• **Problem**
Restate the records below word for word.

(Excerpts of location labeling data)
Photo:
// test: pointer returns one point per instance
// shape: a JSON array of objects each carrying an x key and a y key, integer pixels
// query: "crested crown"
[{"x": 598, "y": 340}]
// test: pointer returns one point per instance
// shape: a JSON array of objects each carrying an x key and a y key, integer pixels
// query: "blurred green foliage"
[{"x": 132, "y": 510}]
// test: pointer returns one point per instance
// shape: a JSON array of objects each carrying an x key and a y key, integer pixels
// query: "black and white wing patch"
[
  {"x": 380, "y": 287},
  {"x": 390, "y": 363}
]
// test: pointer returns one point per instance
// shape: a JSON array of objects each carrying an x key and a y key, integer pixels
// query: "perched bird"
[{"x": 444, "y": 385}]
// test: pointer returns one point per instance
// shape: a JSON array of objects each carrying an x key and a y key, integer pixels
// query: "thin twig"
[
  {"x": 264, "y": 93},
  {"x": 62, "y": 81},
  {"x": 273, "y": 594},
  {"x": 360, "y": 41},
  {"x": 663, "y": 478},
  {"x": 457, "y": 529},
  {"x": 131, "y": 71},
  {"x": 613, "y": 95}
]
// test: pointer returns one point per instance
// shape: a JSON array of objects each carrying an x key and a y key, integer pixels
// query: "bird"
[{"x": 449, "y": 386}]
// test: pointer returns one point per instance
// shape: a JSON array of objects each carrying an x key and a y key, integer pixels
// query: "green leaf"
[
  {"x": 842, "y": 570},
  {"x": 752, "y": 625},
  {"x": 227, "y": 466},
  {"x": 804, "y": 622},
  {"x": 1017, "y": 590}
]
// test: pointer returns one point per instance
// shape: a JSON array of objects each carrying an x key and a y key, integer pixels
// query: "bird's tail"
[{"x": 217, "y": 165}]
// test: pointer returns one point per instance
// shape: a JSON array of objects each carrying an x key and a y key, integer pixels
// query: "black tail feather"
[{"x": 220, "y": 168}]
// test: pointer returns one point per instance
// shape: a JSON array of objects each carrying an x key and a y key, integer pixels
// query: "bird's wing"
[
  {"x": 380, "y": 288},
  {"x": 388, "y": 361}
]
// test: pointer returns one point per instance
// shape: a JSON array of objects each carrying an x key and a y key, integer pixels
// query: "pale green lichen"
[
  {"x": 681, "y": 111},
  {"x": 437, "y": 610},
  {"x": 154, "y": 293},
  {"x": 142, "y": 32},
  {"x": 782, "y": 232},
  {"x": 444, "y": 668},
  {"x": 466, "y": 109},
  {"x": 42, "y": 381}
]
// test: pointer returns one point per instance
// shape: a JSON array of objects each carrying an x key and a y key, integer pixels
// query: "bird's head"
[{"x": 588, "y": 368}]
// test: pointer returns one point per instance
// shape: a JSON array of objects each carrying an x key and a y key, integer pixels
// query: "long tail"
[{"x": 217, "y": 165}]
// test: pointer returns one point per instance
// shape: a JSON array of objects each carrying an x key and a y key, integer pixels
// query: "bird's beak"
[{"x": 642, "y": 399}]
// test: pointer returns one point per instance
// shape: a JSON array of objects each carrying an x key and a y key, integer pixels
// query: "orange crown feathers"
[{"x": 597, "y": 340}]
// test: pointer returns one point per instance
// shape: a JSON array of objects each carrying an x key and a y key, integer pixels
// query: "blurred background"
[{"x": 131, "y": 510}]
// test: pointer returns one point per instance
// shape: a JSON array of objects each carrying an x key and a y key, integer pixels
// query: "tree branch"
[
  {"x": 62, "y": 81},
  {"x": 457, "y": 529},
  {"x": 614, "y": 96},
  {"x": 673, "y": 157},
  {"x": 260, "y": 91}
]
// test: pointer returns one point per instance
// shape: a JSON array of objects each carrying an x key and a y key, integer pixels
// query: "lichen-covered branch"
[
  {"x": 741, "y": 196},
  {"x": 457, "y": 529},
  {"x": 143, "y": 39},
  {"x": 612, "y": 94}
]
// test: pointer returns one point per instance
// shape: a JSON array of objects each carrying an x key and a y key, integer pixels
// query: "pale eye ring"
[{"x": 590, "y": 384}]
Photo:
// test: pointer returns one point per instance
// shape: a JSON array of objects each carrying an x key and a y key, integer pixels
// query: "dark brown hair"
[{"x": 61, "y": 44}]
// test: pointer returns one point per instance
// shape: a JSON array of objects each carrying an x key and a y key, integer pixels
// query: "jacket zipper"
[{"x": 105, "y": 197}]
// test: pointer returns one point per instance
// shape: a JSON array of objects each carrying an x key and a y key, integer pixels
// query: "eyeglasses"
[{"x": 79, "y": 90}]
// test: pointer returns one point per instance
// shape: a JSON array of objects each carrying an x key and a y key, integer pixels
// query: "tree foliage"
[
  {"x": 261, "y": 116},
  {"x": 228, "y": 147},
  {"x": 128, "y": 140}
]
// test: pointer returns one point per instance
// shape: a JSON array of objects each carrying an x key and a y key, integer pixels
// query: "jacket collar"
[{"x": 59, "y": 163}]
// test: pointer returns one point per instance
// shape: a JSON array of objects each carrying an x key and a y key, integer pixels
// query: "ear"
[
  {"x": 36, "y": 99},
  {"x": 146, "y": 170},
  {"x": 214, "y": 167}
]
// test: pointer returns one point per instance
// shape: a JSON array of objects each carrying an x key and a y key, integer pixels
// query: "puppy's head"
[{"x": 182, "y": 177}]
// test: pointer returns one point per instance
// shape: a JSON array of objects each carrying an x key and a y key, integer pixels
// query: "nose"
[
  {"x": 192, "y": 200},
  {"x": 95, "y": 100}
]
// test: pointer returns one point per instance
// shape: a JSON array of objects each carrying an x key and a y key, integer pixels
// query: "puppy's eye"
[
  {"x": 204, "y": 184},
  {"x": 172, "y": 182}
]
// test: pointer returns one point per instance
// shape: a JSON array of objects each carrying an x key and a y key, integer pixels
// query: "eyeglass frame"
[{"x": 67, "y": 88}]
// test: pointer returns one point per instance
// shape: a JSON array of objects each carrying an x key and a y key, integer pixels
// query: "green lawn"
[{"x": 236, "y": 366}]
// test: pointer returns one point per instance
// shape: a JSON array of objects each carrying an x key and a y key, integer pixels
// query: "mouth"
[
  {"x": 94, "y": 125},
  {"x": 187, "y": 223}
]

• **Output of the exercise**
Photo:
// test: pointer returns one point per instance
// shape: a JSON array of objects each carrying an x key and a y key, integer pixels
// query: "crested crown"
[{"x": 598, "y": 340}]
// test: pointer returns one point per instance
// shape: a JSON array of objects each carrying an x key and a y key, integer pixels
// query: "blurred green foliage"
[{"x": 132, "y": 510}]
// test: pointer returns one point per instance
// shape: a JSON array of objects each carrying an x key and a y key, integer pixels
// query: "black and white wing patch"
[
  {"x": 380, "y": 287},
  {"x": 390, "y": 363}
]
// test: pointer returns one point per instance
// shape: a JSON array of objects each carrying an x key and a y key, integer pixels
// query: "perched bird"
[{"x": 444, "y": 385}]
// test: pointer returns one point per instance
// shape: a JSON array of objects each carrying an x key and a y key, integer pixels
// query: "thin twig"
[
  {"x": 264, "y": 93},
  {"x": 62, "y": 81},
  {"x": 273, "y": 594},
  {"x": 360, "y": 41},
  {"x": 663, "y": 478},
  {"x": 457, "y": 529},
  {"x": 131, "y": 71},
  {"x": 613, "y": 95}
]
// test: pointer returns one point per instance
// shape: a JSON array of objects each carrying an x key and a y key, integer pixels
// query: "bird"
[{"x": 449, "y": 386}]
// test: pointer returns one point per instance
// shape: a JSON array of objects each carrying an x key and a y key, integer pixels
// query: "green leaf"
[
  {"x": 842, "y": 570},
  {"x": 752, "y": 625},
  {"x": 227, "y": 466},
  {"x": 804, "y": 622},
  {"x": 1017, "y": 590}
]
// test: pointer returns one point per instance
// shape: a JSON array of objects each carrying an x key and a y key, integer pixels
// query: "bird's tail"
[{"x": 217, "y": 165}]
// test: pointer returns one point per instance
// shape: a JSON array of objects each carrying an x key and a y key, integer pixels
// query: "black tail feather"
[{"x": 220, "y": 168}]
// test: pointer returns one point per instance
// shape: a JSON array of objects each carrying an x key and a y key, integer pixels
// query: "bird's wing"
[
  {"x": 380, "y": 288},
  {"x": 388, "y": 361}
]
// test: pointer returns one point per instance
// shape: a JSON array of objects each carrying an x key and a y key, integer pixels
// query: "pale green lichen"
[
  {"x": 681, "y": 111},
  {"x": 437, "y": 610},
  {"x": 154, "y": 293},
  {"x": 142, "y": 32},
  {"x": 782, "y": 232},
  {"x": 444, "y": 668},
  {"x": 466, "y": 109},
  {"x": 42, "y": 381}
]
// test: pointer returns one point per instance
// shape: a JSON array of objects each carrying an x key and a y key, integer pixels
// query: "bird's head"
[{"x": 588, "y": 368}]
// test: pointer returns one point per instance
// shape: a JSON array of objects each carrying an x key and a y key, integer pixels
// query: "long tail"
[{"x": 217, "y": 165}]
// test: pointer returns one point per instance
// shape: a JSON array of objects each carrying an x key and a y key, integer pixels
// query: "bird's beak"
[{"x": 642, "y": 399}]
// test: pointer returns one point per instance
// shape: a JSON array of objects each carrying an x key and a y key, integer pixels
// query: "orange crown feathers"
[{"x": 597, "y": 340}]
// test: pointer returns one point per instance
// shape: a JSON array of objects each carrying an x key and a y key, integer pixels
// query: "blurred background"
[{"x": 131, "y": 510}]
// test: pointer returns one point per instance
// shape: a JSON array of objects each carrying an x key and a y key, integer pixels
// query: "tree branch"
[
  {"x": 62, "y": 81},
  {"x": 457, "y": 529},
  {"x": 614, "y": 96},
  {"x": 673, "y": 157},
  {"x": 260, "y": 91}
]
// test: pointer returns one point per instance
// shape: a JSON array of objects each carrying an x key and a y key, integer pixels
// query: "lichen-covered branch"
[
  {"x": 741, "y": 196},
  {"x": 457, "y": 529},
  {"x": 143, "y": 39},
  {"x": 612, "y": 94}
]
// test: pointer returns one point per instance
// shape: a JSON array of objects each carrying an x key and a y key, integer pixels
// query: "pale eye ring"
[{"x": 590, "y": 384}]
Photo:
// test: pointer returns one point per instance
// shape: a JSON array of objects each carrying an x key and a y key, integer pixels
// query: "dark brown hair"
[{"x": 61, "y": 44}]
// test: pointer returns one point per instance
// shape: a JSON array of objects each carrying an x key and a y key, integer pixels
// query: "jacket zipper"
[{"x": 105, "y": 197}]
// test: pointer returns one point per instance
// shape: a JSON array of objects each carrying an x key and a y key, integer pixels
// query: "eyeglasses"
[{"x": 79, "y": 90}]
// test: pointer returns one point per instance
// shape: a JSON array of objects each carrying an x key and a y key, integer pixels
// query: "tree foliage"
[
  {"x": 261, "y": 116},
  {"x": 228, "y": 147},
  {"x": 128, "y": 140}
]
// test: pointer returns one point per instance
// shape: a JSON array of objects each carrying an x key and a y key, integer pixels
// query: "jacket collar"
[{"x": 59, "y": 163}]
// test: pointer returns one point per instance
// shape: a JSON array of objects each carrying an x key and a y key, integer pixels
// query: "ear"
[
  {"x": 36, "y": 99},
  {"x": 146, "y": 170},
  {"x": 214, "y": 167}
]
// test: pointer returns one point per instance
// shape: a JSON array of objects each carrying an x key and a y key, integer pixels
// query: "puppy's head"
[{"x": 182, "y": 177}]
// test: pointer returns one point per instance
// shape: a JSON array of objects each carrying an x key and a y key, integer pixels
// query: "nose"
[
  {"x": 192, "y": 200},
  {"x": 95, "y": 100}
]
// test: pointer returns one point per instance
// shape: a JSON array of objects each carrying an x key and a y key, integer pixels
// query: "puppy's eye"
[
  {"x": 204, "y": 184},
  {"x": 172, "y": 182}
]
// test: pointer returns one point per instance
// shape: a JSON array of objects each carrying an x key and a y key, integer pixels
// query: "eyeglass frame"
[{"x": 67, "y": 88}]
// test: pointer returns one point per instance
// shape: a JSON array of objects each carrying an x key and a y key, integer pixels
// query: "green lawn"
[{"x": 236, "y": 366}]
// test: pointer returns one point per instance
// shape: a JSON array of objects each carrying an x key and a y key, integer pixels
// query: "mouth"
[
  {"x": 94, "y": 125},
  {"x": 187, "y": 223}
]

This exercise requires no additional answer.